PROBLEM REQUIREMENTS
Reproduce the lines of the data below verbatim, starting at the line that contains "to the gravel" and ending after the line that contains "pixel 536 449". Output those lines and nothing else.

DATA FOR THIS EXERCISE

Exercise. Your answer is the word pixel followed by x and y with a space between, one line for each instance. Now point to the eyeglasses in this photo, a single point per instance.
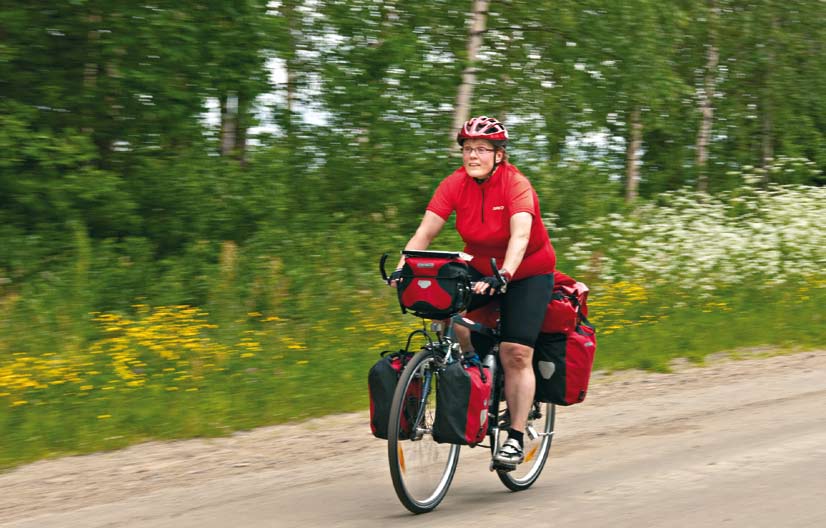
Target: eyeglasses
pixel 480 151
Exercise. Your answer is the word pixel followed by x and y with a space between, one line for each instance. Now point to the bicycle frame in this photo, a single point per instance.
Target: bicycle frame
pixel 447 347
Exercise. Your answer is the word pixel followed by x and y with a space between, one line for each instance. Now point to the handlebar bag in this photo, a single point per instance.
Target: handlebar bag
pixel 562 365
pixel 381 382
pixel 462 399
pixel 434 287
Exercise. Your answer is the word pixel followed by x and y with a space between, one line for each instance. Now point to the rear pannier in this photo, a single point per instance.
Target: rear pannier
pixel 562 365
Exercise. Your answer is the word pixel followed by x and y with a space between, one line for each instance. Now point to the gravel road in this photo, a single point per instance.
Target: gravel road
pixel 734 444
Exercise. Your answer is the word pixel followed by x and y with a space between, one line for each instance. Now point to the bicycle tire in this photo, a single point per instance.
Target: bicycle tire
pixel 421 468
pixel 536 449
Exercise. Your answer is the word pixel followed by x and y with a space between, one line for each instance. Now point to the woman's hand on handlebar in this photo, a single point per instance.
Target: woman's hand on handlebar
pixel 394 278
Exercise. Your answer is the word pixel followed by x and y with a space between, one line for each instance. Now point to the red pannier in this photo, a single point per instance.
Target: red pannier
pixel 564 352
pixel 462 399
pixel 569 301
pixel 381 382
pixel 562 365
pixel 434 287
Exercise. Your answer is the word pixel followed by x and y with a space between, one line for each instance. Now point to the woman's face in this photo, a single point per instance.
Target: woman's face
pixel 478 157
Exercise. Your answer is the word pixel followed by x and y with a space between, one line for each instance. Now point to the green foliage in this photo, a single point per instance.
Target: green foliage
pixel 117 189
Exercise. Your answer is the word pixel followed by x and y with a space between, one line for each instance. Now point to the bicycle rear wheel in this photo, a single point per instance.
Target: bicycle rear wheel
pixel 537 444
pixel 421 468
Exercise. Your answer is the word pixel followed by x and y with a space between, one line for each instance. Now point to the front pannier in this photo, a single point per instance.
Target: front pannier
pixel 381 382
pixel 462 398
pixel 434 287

* * *

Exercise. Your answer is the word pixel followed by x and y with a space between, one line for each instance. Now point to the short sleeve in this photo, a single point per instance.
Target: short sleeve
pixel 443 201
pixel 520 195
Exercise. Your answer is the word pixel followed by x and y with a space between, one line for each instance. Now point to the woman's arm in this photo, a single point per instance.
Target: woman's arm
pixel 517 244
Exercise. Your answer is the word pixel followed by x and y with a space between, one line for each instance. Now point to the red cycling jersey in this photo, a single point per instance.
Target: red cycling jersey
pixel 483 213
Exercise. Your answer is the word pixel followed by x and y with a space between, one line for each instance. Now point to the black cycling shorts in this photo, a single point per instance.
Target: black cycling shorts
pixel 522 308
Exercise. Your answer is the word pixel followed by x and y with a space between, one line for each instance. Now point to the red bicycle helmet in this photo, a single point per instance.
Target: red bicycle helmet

RESPONSE FOR THIS EXERCISE
Exercise. Your answer is the word pixel followed by x and y with a space between, one line for each instance. Now point to the gravel road in this photo, a single point per instance.
Target: gravel road
pixel 734 444
Exercise. Your answer is the word pixel followed by x and y with a space between, one line for each instance. Now point to the bicycle tire in this photo, a single point per instance.
Target: bicycle tire
pixel 421 468
pixel 536 449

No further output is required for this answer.